Dataset excerpts:
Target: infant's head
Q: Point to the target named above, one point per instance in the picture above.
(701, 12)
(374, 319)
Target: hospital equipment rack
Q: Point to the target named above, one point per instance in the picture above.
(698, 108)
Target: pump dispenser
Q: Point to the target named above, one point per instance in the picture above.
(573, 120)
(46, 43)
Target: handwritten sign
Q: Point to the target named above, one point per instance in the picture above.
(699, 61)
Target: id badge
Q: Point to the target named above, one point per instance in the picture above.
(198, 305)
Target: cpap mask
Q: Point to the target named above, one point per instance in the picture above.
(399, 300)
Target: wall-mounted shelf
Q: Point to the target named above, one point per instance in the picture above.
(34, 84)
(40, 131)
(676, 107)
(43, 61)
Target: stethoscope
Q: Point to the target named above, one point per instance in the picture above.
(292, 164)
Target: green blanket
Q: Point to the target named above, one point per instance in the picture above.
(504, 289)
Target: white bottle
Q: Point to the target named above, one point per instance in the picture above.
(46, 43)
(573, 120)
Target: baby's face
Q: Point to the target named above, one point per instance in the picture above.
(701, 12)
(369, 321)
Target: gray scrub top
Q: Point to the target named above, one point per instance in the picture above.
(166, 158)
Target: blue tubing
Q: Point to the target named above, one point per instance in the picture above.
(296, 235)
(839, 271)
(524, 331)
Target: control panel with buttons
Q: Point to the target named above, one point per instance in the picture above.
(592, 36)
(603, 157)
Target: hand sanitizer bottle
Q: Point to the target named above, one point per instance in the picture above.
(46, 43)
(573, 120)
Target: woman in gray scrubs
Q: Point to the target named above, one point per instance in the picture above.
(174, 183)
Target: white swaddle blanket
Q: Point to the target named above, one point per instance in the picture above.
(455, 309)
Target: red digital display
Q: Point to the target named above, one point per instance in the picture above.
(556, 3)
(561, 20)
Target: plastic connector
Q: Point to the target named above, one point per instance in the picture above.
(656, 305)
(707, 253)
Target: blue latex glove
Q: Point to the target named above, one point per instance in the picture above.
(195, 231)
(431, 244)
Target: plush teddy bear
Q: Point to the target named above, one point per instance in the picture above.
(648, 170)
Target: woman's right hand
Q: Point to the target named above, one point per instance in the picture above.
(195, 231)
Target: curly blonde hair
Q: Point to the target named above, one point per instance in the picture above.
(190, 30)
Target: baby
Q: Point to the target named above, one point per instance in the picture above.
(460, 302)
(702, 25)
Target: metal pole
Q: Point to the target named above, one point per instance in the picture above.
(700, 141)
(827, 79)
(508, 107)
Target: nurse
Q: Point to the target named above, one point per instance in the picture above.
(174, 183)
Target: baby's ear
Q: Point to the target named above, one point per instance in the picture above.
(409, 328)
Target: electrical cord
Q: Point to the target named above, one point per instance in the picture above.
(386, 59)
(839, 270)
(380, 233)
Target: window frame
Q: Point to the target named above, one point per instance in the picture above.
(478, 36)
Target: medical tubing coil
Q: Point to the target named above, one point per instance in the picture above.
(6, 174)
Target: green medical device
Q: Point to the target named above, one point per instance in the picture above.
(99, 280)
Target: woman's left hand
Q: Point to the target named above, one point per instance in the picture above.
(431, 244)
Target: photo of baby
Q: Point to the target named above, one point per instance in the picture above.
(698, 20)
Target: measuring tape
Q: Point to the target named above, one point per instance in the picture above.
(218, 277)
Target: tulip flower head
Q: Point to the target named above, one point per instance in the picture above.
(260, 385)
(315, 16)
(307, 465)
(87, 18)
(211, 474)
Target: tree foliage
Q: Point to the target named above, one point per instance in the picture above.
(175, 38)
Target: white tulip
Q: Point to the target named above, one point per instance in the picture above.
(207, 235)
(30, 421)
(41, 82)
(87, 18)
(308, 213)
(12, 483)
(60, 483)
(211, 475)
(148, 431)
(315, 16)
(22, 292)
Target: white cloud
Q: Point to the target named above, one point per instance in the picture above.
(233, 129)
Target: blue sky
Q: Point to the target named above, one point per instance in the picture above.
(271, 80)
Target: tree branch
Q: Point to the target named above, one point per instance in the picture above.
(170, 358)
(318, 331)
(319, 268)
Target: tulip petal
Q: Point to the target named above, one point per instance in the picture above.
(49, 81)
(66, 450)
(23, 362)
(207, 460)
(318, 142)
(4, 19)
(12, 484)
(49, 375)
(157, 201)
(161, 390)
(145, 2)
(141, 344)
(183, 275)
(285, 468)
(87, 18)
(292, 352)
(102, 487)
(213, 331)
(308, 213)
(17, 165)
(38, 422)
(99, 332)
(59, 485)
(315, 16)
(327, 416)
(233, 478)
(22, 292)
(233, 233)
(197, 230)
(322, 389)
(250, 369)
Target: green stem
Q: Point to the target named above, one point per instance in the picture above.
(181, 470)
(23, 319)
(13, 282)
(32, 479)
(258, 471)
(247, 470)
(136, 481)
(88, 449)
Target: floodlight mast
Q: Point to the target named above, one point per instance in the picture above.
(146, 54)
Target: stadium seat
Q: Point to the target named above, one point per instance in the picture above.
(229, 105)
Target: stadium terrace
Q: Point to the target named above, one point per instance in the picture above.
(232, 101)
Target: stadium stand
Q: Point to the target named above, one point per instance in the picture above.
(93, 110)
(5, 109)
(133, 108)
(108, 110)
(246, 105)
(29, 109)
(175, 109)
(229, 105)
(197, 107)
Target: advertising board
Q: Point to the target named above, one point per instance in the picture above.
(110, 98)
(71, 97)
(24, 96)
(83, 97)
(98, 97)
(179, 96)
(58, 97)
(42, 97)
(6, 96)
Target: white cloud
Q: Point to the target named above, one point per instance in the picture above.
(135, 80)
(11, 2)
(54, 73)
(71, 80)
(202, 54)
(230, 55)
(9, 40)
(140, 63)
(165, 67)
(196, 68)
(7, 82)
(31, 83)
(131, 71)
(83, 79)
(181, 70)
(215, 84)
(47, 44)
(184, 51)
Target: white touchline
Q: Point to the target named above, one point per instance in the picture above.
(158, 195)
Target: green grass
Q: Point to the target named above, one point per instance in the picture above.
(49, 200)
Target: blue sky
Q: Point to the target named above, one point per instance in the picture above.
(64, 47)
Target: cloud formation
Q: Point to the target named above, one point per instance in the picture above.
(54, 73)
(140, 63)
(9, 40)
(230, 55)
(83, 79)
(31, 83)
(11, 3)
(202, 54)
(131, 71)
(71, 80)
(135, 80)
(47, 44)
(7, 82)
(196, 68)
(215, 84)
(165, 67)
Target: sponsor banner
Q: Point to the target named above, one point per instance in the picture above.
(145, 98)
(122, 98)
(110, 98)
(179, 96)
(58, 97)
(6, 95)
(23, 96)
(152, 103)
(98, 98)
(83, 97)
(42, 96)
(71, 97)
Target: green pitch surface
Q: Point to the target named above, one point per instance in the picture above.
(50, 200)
* * *
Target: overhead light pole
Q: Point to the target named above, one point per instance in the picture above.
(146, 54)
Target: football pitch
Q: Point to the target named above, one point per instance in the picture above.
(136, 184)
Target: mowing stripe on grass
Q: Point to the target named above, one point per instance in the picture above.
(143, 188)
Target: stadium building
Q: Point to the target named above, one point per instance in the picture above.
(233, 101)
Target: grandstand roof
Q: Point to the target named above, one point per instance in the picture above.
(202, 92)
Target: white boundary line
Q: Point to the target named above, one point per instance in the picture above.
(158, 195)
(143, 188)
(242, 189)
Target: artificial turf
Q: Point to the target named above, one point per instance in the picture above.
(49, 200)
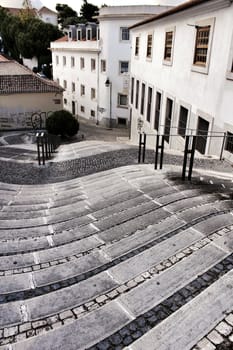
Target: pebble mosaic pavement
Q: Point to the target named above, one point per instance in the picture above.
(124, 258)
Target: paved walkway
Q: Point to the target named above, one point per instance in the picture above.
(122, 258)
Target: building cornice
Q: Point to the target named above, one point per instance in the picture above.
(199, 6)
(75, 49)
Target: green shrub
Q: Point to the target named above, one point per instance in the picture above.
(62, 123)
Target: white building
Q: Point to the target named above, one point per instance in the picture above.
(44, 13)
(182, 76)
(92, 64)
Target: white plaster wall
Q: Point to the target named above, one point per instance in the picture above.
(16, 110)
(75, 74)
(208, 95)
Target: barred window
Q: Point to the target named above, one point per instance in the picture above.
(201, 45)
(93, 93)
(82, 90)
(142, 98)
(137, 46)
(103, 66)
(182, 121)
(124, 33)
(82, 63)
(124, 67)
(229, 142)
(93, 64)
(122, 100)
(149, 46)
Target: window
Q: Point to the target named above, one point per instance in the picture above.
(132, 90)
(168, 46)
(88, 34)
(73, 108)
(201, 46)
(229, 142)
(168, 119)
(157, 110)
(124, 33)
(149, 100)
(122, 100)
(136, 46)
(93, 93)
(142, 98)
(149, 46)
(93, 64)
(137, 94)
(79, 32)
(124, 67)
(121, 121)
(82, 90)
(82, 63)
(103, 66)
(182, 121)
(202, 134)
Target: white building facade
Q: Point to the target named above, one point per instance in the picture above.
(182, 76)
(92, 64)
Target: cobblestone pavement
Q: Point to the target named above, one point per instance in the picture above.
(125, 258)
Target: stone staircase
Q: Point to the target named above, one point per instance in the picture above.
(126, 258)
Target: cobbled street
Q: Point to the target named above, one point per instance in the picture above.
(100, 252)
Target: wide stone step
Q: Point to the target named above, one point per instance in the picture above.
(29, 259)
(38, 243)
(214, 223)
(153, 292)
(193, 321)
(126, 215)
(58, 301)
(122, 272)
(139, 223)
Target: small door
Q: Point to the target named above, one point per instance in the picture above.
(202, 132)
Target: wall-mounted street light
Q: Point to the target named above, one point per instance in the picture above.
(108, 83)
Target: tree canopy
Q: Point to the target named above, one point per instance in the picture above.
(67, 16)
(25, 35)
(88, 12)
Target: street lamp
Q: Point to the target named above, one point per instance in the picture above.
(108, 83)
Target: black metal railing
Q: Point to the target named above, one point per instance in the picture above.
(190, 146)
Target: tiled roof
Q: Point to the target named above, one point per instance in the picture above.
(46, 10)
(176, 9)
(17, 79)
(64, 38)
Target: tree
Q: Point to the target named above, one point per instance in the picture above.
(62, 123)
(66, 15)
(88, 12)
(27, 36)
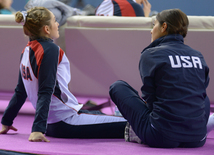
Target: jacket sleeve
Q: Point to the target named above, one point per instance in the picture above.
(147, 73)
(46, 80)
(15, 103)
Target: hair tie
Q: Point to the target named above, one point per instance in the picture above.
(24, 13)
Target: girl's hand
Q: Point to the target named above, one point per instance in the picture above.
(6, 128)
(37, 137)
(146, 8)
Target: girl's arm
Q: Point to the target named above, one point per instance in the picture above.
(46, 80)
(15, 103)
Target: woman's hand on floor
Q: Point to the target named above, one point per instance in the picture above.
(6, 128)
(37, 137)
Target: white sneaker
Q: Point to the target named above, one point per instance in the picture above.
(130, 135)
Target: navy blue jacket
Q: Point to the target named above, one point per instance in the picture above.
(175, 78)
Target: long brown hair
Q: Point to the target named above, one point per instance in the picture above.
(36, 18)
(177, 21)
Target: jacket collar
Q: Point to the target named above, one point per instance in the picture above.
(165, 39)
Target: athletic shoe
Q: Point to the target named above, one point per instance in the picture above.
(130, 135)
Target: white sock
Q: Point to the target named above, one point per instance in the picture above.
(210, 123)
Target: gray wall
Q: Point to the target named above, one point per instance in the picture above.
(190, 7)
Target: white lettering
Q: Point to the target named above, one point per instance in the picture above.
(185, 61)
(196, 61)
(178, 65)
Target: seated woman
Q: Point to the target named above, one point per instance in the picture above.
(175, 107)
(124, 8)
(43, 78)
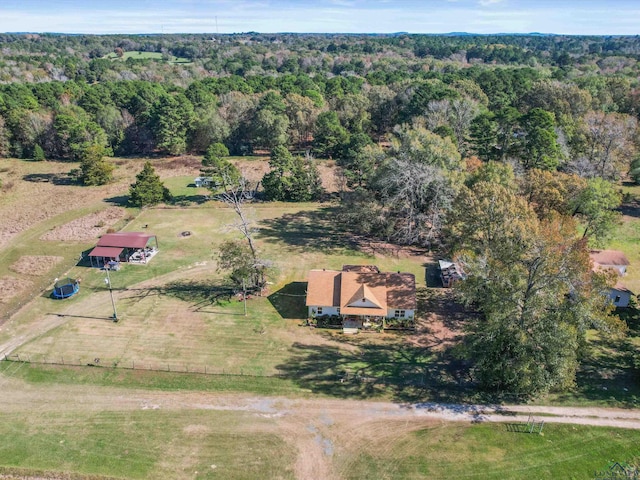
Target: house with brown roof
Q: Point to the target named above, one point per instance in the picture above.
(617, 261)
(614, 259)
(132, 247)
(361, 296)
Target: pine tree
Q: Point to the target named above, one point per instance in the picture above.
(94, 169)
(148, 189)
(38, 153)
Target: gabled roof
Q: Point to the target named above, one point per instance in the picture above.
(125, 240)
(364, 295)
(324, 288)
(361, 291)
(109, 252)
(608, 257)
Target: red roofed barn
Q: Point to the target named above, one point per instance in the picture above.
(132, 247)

Task details:
Count the lines in the items above that contain the word "window". Give only the number.

Task result:
3